Saved data entries
--- START ---
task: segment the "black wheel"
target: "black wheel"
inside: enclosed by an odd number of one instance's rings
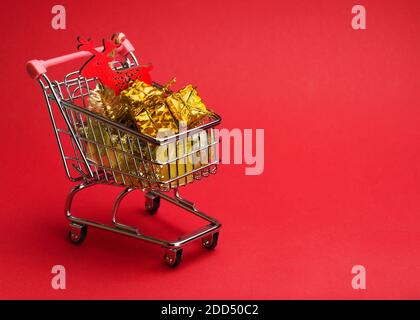
[[[146,210],[150,214],[155,214],[160,206],[160,197],[155,196],[154,194],[146,194]]]
[[[171,268],[175,268],[181,263],[182,249],[168,250],[163,256],[164,262]]]
[[[217,242],[219,241],[219,232],[215,232],[207,237],[204,237],[201,240],[203,247],[208,250],[213,250],[217,246]]]
[[[69,240],[73,244],[81,244],[83,240],[85,240],[87,235],[87,226],[80,227],[79,231],[77,229],[72,228],[69,231]]]

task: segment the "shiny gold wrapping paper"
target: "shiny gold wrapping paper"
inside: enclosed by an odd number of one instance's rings
[[[134,127],[128,107],[121,103],[121,96],[116,96],[114,90],[98,84],[89,95],[88,110],[95,112],[112,121]]]
[[[119,96],[98,86],[89,96],[89,103],[92,112],[160,138],[178,133],[179,124],[190,128],[211,113],[191,85],[168,95],[167,88],[159,89],[138,80]],[[213,161],[212,147],[207,148],[213,137],[206,131],[161,146],[142,142],[140,150],[134,136],[119,136],[112,130],[92,119],[86,122],[83,135],[92,141],[87,143],[88,158],[105,169],[113,169],[117,183],[148,189],[149,181],[166,183],[176,179],[170,186],[182,186],[191,183],[194,177],[189,174],[177,179],[179,176]]]
[[[209,114],[197,90],[190,84],[170,94],[166,98],[166,103],[175,119],[186,124],[188,128],[194,127],[198,121]]]
[[[168,163],[163,168],[161,166],[161,170],[164,169],[164,174],[166,175],[161,178],[164,181],[168,181],[191,172],[194,169],[192,156],[189,155],[191,152],[192,140],[190,137],[180,138],[176,142],[157,146],[156,161]],[[193,180],[193,175],[190,174],[171,182],[171,186],[183,186],[191,183]]]
[[[162,90],[136,80],[121,91],[120,97],[141,133],[151,137],[156,137],[162,130],[178,133],[177,121],[165,103]]]
[[[134,164],[137,160],[130,156],[131,152],[128,151],[130,150],[130,145],[127,135],[122,136],[120,139],[117,133],[113,133],[111,129],[101,126],[96,120],[88,121],[82,128],[81,135],[88,140],[86,143],[86,156],[89,160],[104,169],[113,169],[117,183],[139,186],[138,179],[129,175],[137,175],[136,165]]]

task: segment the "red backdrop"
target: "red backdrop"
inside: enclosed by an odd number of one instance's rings
[[[6,1],[1,13],[2,236],[0,298],[420,298],[420,2]],[[245,165],[185,188],[223,222],[219,247],[185,250],[172,270],[162,251],[90,229],[67,240],[66,180],[39,86],[24,69],[123,31],[155,80],[193,83],[224,128],[265,129],[265,170]],[[117,190],[81,198],[79,212],[110,219]],[[128,222],[165,235],[195,222],[163,205]],[[67,289],[51,288],[51,268]],[[367,270],[353,290],[351,268]]]

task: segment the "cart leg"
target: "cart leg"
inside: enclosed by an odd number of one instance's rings
[[[78,186],[75,186],[73,189],[71,189],[69,194],[67,195],[64,211],[67,219],[70,221],[69,240],[73,244],[81,244],[83,240],[85,240],[87,235],[87,225],[75,222],[74,220],[76,220],[77,218],[71,214],[71,206],[73,203],[74,196],[78,192],[87,189],[95,184],[96,183],[81,183]]]
[[[209,249],[209,250],[216,248],[218,244],[218,240],[219,240],[219,229],[222,226],[220,222],[204,214],[203,212],[199,211],[195,207],[193,202],[182,198],[181,195],[179,194],[178,188],[174,190],[174,197],[170,197],[167,194],[161,193],[158,191],[150,191],[149,193],[155,196],[158,196],[178,207],[181,207],[185,209],[186,211],[189,211],[190,213],[209,222],[208,225],[201,227],[189,234],[183,235],[174,242],[168,242],[168,247],[173,248],[173,249],[181,248],[185,244],[201,238],[201,243],[204,248]]]
[[[64,212],[66,214],[67,219],[69,219],[70,221],[72,221],[73,219],[76,219],[72,214],[71,214],[71,205],[73,203],[73,199],[74,196],[79,193],[80,191],[87,189],[89,187],[92,187],[96,185],[96,183],[81,183],[77,186],[75,186],[74,188],[72,188],[69,192],[69,194],[67,195],[67,199],[66,199],[66,204],[65,204],[65,209]]]
[[[138,230],[137,230],[137,228],[134,228],[134,227],[131,227],[131,226],[128,226],[128,225],[126,225],[126,224],[123,224],[123,223],[120,223],[120,222],[118,222],[118,209],[119,209],[119,207],[120,207],[120,204],[121,204],[121,201],[130,193],[130,192],[132,192],[134,189],[132,189],[132,188],[125,188],[124,189],[124,191],[123,192],[121,192],[119,195],[118,195],[118,197],[117,197],[117,199],[115,200],[115,202],[114,202],[114,206],[113,206],[113,209],[112,209],[112,212],[113,212],[113,217],[112,217],[112,223],[117,227],[117,228],[120,228],[120,229],[124,229],[124,230],[128,230],[128,231],[131,231],[131,232],[134,232],[134,233],[138,233]]]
--- END ---
§ EXERCISE OBJECTIVE: Quote the records in full and exactly; skip any image.

§ EXERCISE SOLUTION:
task: segment the "black wheel"
target: "black wheel"
inside: enclosed by an odd number of one instance's rings
[[[146,210],[150,214],[155,214],[160,206],[160,197],[155,196],[154,194],[146,194]]]
[[[171,268],[175,268],[181,263],[182,249],[168,250],[163,256],[164,262]]]
[[[217,242],[219,241],[219,232],[215,232],[207,237],[204,237],[201,240],[203,247],[208,250],[213,250],[217,246]]]
[[[69,240],[73,244],[81,244],[83,240],[85,240],[87,235],[87,226],[80,227],[79,231],[77,229],[72,228],[69,231]]]

task: segment the "shiny gold wrapping paper"
target: "shiny gold wrapping paper"
inside: enclosed by an odd number of one instance's rings
[[[134,127],[128,107],[121,103],[121,96],[116,96],[114,90],[98,84],[89,95],[88,110],[95,112],[112,121]]]
[[[119,96],[98,86],[89,96],[89,103],[92,112],[160,138],[178,133],[179,124],[190,128],[211,113],[191,85],[168,95],[167,88],[159,89],[138,80]],[[213,161],[212,147],[207,148],[213,137],[206,131],[161,146],[142,142],[140,150],[134,136],[119,136],[112,130],[92,119],[86,122],[83,135],[92,141],[87,143],[88,158],[105,169],[113,169],[117,183],[148,189],[149,181],[166,183],[176,179],[170,186],[182,186],[191,183],[194,177],[189,174],[177,179],[179,176]]]
[[[209,114],[197,90],[190,84],[170,94],[166,98],[166,103],[175,119],[186,124],[188,128],[194,127],[198,121]]]
[[[168,163],[163,168],[161,166],[161,170],[164,169],[164,174],[166,175],[161,178],[164,181],[168,181],[191,172],[194,169],[192,156],[189,155],[191,152],[192,140],[190,137],[180,138],[176,142],[157,146],[156,161]],[[193,180],[193,175],[190,174],[171,182],[171,186],[183,186],[191,183]]]
[[[162,90],[136,80],[121,91],[120,97],[141,133],[151,137],[156,137],[162,130],[178,133],[177,121],[165,103]]]
[[[134,164],[137,160],[130,156],[131,152],[128,151],[130,150],[130,145],[127,135],[122,136],[120,139],[117,133],[113,133],[111,129],[101,126],[96,120],[88,121],[82,128],[81,135],[88,140],[86,143],[86,156],[89,160],[104,169],[113,169],[117,183],[139,186],[138,179],[129,175],[137,175],[136,165]]]

task: segment the "red backdrop"
target: "red backdrop"
inside: enclosed by an odd number of one instance's rings
[[[6,1],[1,13],[2,236],[0,298],[420,298],[420,2]],[[245,165],[185,188],[223,222],[219,247],[185,250],[172,270],[162,251],[90,229],[67,240],[66,180],[39,86],[24,69],[123,31],[155,80],[193,83],[224,128],[265,129],[265,170]],[[117,190],[81,198],[79,212],[110,219]],[[128,222],[165,235],[195,222],[163,205]],[[67,289],[51,288],[51,268]],[[367,270],[353,290],[351,268]]]

task: segment the "cart leg"
target: "cart leg"
inside: enclosed by an odd number of one instance's rings
[[[78,186],[75,186],[73,189],[71,189],[69,194],[67,195],[64,211],[67,219],[70,221],[69,240],[73,244],[81,244],[83,240],[85,240],[87,235],[87,225],[75,222],[74,220],[76,220],[77,218],[71,214],[71,206],[73,203],[74,196],[78,192],[87,189],[95,184],[96,183],[81,183]]]
[[[209,249],[209,250],[216,248],[218,244],[218,240],[219,240],[219,229],[222,226],[220,222],[204,214],[203,212],[199,211],[195,207],[193,202],[182,198],[181,195],[179,194],[178,188],[174,190],[174,197],[170,197],[167,194],[161,193],[158,191],[150,191],[149,193],[155,196],[158,196],[178,207],[181,207],[185,209],[186,211],[189,211],[190,213],[209,222],[208,225],[201,227],[189,234],[183,235],[174,242],[168,242],[168,247],[173,248],[173,249],[181,248],[185,244],[201,238],[201,243],[204,248]]]
[[[64,212],[66,214],[67,219],[69,219],[70,221],[72,221],[73,219],[76,219],[72,214],[71,214],[71,205],[73,203],[73,199],[74,196],[79,193],[80,191],[87,189],[89,187],[92,187],[96,185],[96,183],[81,183],[77,186],[75,186],[74,188],[72,188],[69,192],[69,194],[67,195],[67,199],[66,199],[66,204],[65,204],[65,209]]]
[[[138,230],[137,230],[137,228],[134,228],[134,227],[131,227],[131,226],[128,226],[128,225],[126,225],[126,224],[123,224],[123,223],[120,223],[120,222],[118,222],[118,209],[119,209],[119,207],[120,207],[120,204],[121,204],[121,201],[130,193],[130,192],[132,192],[134,189],[132,189],[132,188],[125,188],[124,189],[124,191],[123,192],[121,192],[119,195],[118,195],[118,197],[117,197],[117,199],[115,200],[115,202],[114,202],[114,206],[113,206],[113,209],[112,209],[112,212],[113,212],[113,217],[112,217],[112,223],[117,227],[117,228],[120,228],[120,229],[124,229],[124,230],[128,230],[128,231],[131,231],[131,232],[134,232],[134,233],[138,233]]]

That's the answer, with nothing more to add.